Give the records once more, exactly as they stand.

**Dataset excerpts**
-=-=-

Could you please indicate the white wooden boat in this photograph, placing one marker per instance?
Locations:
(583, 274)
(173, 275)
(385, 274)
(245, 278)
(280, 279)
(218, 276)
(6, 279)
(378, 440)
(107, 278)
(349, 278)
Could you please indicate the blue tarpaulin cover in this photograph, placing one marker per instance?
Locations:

-=-=-

**RESPONSE TO THE EXERCISE**
Could you please indicate the white wooden boat in this photograph, placing one marker per instance?
Locations:
(583, 274)
(173, 275)
(385, 274)
(245, 278)
(280, 279)
(218, 276)
(6, 279)
(378, 440)
(107, 278)
(349, 278)
Could you please indicate the blue tarpaulin cover in this photograph, placing one marker per instance?
Locations:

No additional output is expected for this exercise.